* **PROBLEMS TO SOLVE**
**1)** In the passage on Don Quixote and the first novel, translate this sentence into Spanish: "But other critics tell us that it’s not the first novel or not even a novel at all."
**2)** According to the passage on Don Quixote and the first novel, which work does Jacques Barzun credit with inventing the new genre?
**3)** Continue the passage on Don Quixote and the first novel from its final sentence.

[[ PASSAGE PROVIDED open ]]

Chekhov's Mistress

The Enamoured Knight, by Douglas Glover

by Bud Parr


From The Enamoured Knight chapter “Critics in Disarray:”


One can quickly become confused, bemused and befuddled reading the file on Don Quixote. Walter Starkie, in the introduction to his translation, writes, “Out of a spirit of fin de siécle melancholy sprang Don Quixote, the first modern novel of the world…” Harold Bloom, In How to Read and Why, calls it “The first and best of all novels, which nevertheless is more than a novel…” In the New York Times, Carlos Fuentes writes, “If for many reasons Don Quixote is the first modern novel, it is pre-eminently because…” Walter Benjamin called it “the earliest perfect specimen of the novel.”




But other critics tell us that it’s not the first novel or not even a novel at all. Ian Watt, in The Rise of the Novel, begins the history of the novel with Defoe’s Robinson Crusoe in England in the early eighteenth century because it reflects the common-sense realism of the rising English middle class. André Malraux said Madame de Lafayette’s La Princesse de Cléves (1678) was the first novel because it concentrates on depicting the inner emotional life of a character. In From Dawn to Decadence, Jacques Barzun gives credit for inventing the new genre to the anonymous author of La Vida de Lazarillo de Tormes (1554).


What makes the work, though short, a true novel is this double subject: character and social scene, both treated matter-of-factly and by inference critically. Don Quixote does indeed contain elements of the novel, but it merges them will allegory and philosophy. It is not bound by the plausible, whereas the novel pretends to be genuine history, full of real people and places. (From Dawn to Decadence, III)





It’s actually not so difficult to figure out what the problem is here. When you look at what critics say about the novel, you find roughly five schools of thought; let’s call them the strict realist, the hybrid, the weak thematic, the easy-going (romantic and post modern) and the experimental. The problem then is that no-one actually ever tells you there are five schools of thought. The poor reader or neophyte novelist assumes everyone is on the same map when the subject of novels comes up when, in fact, there are multiple maps and they’re not congruent. They have fallen into what Milan Kundera calls “the slough where everyone thinks he understands everything without understanding anything.”

[[ PASSAGE PROVIDED closed ]]
[[ RECORD EXCERPTS open ]]

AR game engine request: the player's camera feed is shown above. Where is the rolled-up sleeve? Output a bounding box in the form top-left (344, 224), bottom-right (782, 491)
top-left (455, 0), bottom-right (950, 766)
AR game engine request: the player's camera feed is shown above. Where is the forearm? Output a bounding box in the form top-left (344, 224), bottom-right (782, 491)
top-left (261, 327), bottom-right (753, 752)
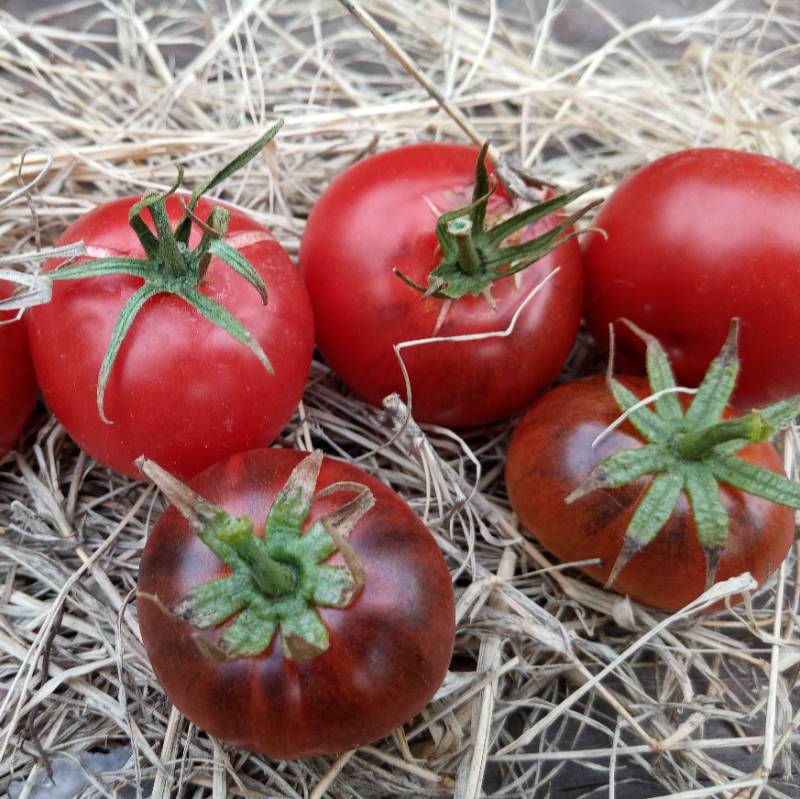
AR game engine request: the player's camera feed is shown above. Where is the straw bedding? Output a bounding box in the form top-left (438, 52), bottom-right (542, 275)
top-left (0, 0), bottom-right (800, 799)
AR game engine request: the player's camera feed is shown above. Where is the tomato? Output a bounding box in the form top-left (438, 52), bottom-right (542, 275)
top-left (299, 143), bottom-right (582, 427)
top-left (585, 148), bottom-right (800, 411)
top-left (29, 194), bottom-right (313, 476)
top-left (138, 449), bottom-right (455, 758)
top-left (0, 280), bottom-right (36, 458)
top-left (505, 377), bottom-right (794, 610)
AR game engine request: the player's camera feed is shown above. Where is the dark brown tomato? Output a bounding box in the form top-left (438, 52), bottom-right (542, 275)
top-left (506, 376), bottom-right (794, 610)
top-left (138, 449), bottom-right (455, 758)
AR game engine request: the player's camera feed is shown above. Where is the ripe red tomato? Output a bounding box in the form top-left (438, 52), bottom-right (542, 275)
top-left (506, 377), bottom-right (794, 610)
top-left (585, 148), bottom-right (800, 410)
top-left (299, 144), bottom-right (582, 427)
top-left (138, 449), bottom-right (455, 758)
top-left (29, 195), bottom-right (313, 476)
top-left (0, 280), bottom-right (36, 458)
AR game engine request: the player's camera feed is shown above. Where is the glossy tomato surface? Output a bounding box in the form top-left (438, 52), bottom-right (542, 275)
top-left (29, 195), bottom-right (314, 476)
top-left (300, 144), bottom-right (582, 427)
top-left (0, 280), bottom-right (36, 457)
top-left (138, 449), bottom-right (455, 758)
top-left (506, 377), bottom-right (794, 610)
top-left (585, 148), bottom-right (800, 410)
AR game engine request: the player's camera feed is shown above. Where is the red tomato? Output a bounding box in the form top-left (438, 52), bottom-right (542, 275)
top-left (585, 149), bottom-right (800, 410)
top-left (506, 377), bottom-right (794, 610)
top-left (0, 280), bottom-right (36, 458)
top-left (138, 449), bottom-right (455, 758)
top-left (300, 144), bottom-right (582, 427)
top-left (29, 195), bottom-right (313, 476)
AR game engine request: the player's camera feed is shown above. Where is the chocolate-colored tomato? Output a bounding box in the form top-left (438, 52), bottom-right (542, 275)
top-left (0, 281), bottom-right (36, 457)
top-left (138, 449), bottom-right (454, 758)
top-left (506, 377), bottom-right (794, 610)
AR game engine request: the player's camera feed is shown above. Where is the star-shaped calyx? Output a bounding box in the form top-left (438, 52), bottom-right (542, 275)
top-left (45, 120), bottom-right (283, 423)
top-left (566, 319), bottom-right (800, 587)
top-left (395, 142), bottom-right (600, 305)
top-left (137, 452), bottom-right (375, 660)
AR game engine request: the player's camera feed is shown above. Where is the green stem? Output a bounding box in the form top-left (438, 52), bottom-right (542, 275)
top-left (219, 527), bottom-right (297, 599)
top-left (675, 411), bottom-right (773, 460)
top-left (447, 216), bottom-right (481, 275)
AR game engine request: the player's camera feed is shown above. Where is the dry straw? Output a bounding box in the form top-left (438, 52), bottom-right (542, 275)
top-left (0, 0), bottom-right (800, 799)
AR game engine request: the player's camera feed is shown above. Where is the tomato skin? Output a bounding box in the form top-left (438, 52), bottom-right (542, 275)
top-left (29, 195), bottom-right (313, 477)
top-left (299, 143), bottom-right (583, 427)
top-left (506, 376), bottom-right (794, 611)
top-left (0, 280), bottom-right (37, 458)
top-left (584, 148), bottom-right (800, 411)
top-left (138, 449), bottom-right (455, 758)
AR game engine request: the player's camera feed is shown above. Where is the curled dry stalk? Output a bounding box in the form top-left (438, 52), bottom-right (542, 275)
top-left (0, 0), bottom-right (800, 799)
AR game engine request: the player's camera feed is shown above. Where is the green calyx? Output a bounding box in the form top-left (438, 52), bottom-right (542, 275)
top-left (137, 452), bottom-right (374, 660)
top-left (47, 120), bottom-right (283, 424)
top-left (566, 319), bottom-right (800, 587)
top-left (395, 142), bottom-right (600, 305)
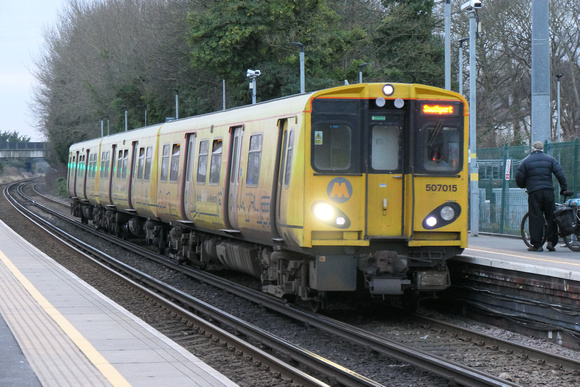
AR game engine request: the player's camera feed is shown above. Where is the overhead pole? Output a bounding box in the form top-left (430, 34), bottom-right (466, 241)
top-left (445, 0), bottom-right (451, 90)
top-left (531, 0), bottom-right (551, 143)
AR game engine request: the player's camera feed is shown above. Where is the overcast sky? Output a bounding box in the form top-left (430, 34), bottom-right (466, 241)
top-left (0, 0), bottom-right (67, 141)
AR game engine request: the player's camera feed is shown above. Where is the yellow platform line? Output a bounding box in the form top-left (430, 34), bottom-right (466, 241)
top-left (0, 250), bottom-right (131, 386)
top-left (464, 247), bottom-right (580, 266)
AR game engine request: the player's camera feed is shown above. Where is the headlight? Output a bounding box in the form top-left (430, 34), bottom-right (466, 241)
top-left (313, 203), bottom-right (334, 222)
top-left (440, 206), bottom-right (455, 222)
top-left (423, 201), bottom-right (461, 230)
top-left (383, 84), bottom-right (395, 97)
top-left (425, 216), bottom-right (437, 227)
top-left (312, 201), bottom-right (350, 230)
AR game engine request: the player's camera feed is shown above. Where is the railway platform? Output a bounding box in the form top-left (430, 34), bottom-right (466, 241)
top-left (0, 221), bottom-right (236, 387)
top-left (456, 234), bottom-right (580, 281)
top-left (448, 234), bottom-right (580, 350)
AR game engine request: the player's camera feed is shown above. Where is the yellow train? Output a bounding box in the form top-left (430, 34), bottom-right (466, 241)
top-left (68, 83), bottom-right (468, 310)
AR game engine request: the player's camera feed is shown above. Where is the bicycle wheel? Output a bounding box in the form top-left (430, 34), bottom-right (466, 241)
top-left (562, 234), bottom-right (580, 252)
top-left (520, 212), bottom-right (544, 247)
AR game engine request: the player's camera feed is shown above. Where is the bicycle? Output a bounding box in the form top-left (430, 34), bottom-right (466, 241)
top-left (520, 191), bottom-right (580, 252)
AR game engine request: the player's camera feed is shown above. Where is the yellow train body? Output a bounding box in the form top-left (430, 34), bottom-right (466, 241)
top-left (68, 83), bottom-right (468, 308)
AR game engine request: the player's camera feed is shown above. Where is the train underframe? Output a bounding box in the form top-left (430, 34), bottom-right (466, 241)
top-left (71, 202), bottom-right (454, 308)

[[ RECORD EXCERPTS closed ]]

* **ANSWERS PER TASK**
**1)** Pero otros críticos nos dicen que no es la primera novela, o que ni siquiera es una novela.

**2)** La Vida de Lazarillo de Tormes (1554), by an anonymous author.

**3)**
I chose this sample for a few reasons. One, I think it illustrates Glover’s ease of discussion, the way he approaches the reader as if talking to a small group of friends, with intelligence but nothing to prove other than his point. Glover, a novelist, puts himself in the position of a reader; like in this passage in his section on strict realists: “Novels are about people like us, by which I mean a broad coalition of decently educated readers of no fixed ethnic or national address – as opposed to gods…” Even though he means this in a different context, I do think it’s applicable to his perspective.


Another reason I chose the above quoted passage is that it forms the basis for much of Glover’s discussion. Don Quixote’s place as a novel is something that has long confused me and Glover addresses the very reason for my lacuna: conceptions of the novel are fluid. While I never thought understanding its status as a novel critical to understanding the book itself, Glover makes for an interesting approach to discussion and meanwhile provides a useful taxonomy of schools of thought on the novel, particularly for the reader who has not spent classroom time on the subject.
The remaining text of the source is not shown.